Exercise description:
Which lines in the material below contain the word "purple"? Copy out each of those lines in full.

Exercise materials:
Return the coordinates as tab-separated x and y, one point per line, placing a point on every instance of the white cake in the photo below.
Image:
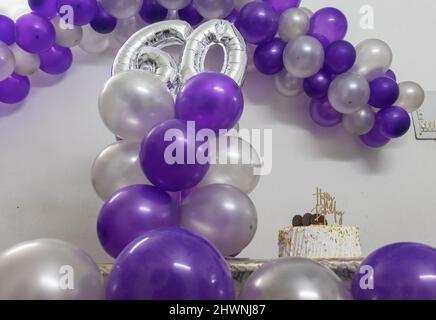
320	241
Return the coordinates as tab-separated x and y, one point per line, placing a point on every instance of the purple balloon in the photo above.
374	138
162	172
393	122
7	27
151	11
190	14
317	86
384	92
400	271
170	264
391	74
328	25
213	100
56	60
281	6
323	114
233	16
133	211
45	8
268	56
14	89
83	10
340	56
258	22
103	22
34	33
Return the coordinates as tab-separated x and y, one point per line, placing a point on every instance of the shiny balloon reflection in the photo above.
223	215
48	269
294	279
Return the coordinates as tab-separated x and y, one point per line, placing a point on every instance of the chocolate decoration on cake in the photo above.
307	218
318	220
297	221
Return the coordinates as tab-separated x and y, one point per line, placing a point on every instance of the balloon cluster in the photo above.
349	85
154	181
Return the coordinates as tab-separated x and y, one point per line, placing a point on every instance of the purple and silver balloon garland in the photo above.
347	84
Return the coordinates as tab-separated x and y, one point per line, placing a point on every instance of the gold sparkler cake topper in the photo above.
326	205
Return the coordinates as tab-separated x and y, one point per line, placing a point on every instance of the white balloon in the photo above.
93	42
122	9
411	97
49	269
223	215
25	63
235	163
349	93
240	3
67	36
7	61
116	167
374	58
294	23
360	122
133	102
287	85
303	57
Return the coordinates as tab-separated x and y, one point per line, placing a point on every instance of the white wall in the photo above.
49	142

---

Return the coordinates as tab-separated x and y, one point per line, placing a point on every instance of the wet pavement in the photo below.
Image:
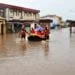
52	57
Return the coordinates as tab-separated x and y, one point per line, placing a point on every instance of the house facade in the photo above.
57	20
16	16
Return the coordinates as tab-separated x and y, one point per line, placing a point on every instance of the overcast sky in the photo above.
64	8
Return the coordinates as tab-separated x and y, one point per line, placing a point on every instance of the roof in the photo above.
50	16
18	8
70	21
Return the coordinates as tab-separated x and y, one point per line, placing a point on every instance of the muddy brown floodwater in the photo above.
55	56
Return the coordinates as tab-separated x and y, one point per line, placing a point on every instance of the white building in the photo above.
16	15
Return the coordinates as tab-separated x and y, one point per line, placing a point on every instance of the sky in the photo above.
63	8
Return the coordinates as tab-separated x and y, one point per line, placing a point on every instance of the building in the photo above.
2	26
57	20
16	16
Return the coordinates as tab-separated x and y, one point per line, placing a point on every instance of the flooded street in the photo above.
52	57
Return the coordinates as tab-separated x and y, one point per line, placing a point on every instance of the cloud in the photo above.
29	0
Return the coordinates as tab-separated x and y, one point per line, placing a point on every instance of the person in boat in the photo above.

Result of this exercise:
Return the coordinates as tab-separated x and y, one point per line, placing a point on every instance of the purple balloon in the photo above.
Return the coordinates as tab-separated x and y, one point per line, placing a point on every instance of the purple and silver balloon garland in the photo above.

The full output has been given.